→ **INSTRUCTIONS TO FOLLOW**:
Repeat each entry in full, exactly.

→ **ENTRIES**:
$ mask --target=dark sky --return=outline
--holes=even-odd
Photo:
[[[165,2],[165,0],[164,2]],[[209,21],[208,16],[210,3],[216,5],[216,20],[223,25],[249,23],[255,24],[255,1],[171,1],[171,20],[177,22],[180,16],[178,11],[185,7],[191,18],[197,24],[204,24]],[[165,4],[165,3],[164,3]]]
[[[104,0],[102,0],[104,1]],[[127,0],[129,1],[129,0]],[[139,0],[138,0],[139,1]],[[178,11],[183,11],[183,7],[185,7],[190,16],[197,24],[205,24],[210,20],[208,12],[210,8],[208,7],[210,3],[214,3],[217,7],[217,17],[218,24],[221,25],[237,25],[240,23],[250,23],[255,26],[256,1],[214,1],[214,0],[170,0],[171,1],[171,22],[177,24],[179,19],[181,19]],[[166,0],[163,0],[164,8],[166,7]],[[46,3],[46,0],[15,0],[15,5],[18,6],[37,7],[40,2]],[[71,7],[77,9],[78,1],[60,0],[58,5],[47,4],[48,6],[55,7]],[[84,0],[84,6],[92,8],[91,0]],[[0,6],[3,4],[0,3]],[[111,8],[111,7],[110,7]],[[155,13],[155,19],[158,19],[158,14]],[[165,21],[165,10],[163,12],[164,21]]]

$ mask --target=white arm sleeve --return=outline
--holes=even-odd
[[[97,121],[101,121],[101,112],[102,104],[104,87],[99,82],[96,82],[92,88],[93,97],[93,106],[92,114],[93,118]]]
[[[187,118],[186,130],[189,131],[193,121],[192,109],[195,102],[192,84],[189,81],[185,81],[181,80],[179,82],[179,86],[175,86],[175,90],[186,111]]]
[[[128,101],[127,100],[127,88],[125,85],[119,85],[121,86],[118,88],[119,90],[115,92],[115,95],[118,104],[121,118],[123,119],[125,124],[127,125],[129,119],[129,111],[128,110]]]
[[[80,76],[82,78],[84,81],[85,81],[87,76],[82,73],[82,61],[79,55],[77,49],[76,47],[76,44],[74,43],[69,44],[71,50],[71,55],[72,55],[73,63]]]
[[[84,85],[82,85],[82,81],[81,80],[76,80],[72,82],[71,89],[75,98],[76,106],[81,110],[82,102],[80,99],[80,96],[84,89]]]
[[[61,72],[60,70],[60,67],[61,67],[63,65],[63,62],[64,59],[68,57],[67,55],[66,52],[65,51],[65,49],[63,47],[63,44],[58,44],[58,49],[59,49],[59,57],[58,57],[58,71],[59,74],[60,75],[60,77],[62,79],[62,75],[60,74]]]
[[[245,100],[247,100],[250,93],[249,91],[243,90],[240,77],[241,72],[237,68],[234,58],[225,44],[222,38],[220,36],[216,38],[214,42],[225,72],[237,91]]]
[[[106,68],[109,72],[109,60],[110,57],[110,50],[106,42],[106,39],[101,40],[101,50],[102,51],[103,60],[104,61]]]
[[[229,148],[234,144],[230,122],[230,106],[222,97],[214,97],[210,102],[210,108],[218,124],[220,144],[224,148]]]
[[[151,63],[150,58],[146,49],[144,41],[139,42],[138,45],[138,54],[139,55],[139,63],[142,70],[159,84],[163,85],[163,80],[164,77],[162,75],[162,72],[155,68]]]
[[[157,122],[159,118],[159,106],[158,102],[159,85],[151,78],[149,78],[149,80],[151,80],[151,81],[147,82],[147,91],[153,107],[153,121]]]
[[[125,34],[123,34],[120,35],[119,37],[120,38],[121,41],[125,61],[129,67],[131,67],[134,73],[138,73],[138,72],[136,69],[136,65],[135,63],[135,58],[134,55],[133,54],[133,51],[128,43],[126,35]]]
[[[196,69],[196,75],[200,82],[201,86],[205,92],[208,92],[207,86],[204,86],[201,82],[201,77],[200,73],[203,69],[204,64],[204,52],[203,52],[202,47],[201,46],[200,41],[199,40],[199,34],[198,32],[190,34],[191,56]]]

→ **THE RESULT**:
$ mask --target=dark sky --return=outline
--holes=even-odd
Photo:
[[[165,2],[165,0],[164,2]],[[209,21],[208,16],[210,3],[216,5],[216,20],[223,25],[249,23],[255,24],[255,1],[171,1],[171,20],[177,22],[180,16],[178,11],[185,7],[191,18],[197,24],[204,24]],[[165,4],[165,3],[164,3]]]
[[[104,0],[102,0],[104,1]],[[127,0],[129,1],[129,0]],[[139,0],[138,0],[139,1]],[[178,11],[183,11],[183,7],[185,7],[190,16],[197,24],[205,24],[210,20],[208,12],[210,8],[208,7],[210,3],[214,3],[217,7],[217,17],[218,24],[221,25],[237,25],[240,23],[250,23],[255,26],[256,1],[214,1],[214,0],[170,0],[171,1],[171,22],[177,24],[179,19],[181,19]],[[166,0],[163,0],[164,8],[166,7]],[[46,3],[46,0],[15,0],[15,5],[18,6],[37,7],[40,2]],[[71,7],[77,9],[78,1],[60,0],[58,5],[47,4],[48,6],[55,7]],[[84,0],[84,6],[92,8],[91,0]],[[0,6],[3,4],[0,3]],[[111,8],[111,7],[110,7]],[[155,13],[155,19],[158,19],[158,14]],[[165,21],[165,10],[163,12],[164,21]]]

$ mask --target=white arm sleeve --return=outline
--holes=even-odd
[[[97,121],[101,121],[101,112],[102,104],[104,87],[99,82],[96,82],[92,88],[93,97],[93,106],[92,114],[93,118]]]
[[[187,118],[186,130],[189,131],[193,121],[192,109],[195,102],[192,84],[189,81],[185,81],[181,80],[179,82],[179,86],[175,86],[175,90],[186,111]]]
[[[128,101],[127,100],[127,88],[125,85],[119,85],[121,86],[118,88],[119,90],[115,92],[115,95],[118,104],[121,118],[123,119],[125,124],[127,125],[129,119],[129,111],[128,110]]]
[[[80,76],[82,78],[84,81],[85,81],[87,76],[82,73],[82,61],[79,55],[77,49],[76,47],[76,44],[74,43],[69,44],[71,50],[71,55],[72,55],[73,63]]]
[[[84,85],[82,85],[82,81],[81,80],[76,80],[72,82],[71,89],[75,98],[76,106],[81,110],[82,102],[80,99],[80,96],[84,89]]]
[[[61,72],[60,70],[60,67],[61,67],[63,65],[63,62],[64,59],[68,57],[67,55],[66,52],[65,51],[65,49],[63,47],[63,44],[58,44],[58,49],[59,49],[59,57],[58,57],[58,71],[59,74],[60,75],[60,77],[62,79],[62,75],[60,74]]]
[[[245,100],[247,100],[250,93],[249,91],[243,90],[240,77],[241,72],[237,68],[234,58],[225,44],[222,38],[220,36],[216,38],[214,42],[225,72],[237,91]]]
[[[106,68],[109,72],[109,60],[110,57],[110,50],[106,42],[106,39],[101,40],[101,50],[102,51],[103,60],[104,61]]]
[[[229,148],[234,144],[230,122],[230,106],[222,97],[214,97],[210,102],[210,108],[218,124],[220,144],[224,148]]]
[[[151,63],[150,58],[146,49],[144,41],[139,42],[138,45],[138,54],[139,55],[139,63],[142,70],[159,84],[163,85],[163,80],[164,77],[162,75],[162,72],[155,68]]]
[[[157,122],[159,118],[159,106],[158,102],[159,85],[151,78],[149,78],[149,80],[151,80],[151,81],[147,82],[147,91],[153,107],[153,121]]]
[[[125,34],[123,34],[120,35],[119,37],[120,38],[121,41],[125,61],[129,67],[131,67],[134,73],[138,73],[138,72],[136,69],[136,65],[135,63],[135,58],[134,55],[133,54],[133,51],[128,43],[126,35]]]
[[[196,69],[196,75],[200,82],[201,86],[205,92],[208,92],[207,86],[204,86],[201,82],[201,77],[200,73],[203,69],[204,64],[204,52],[203,52],[202,47],[201,46],[200,41],[199,40],[199,34],[198,32],[190,34],[191,56]]]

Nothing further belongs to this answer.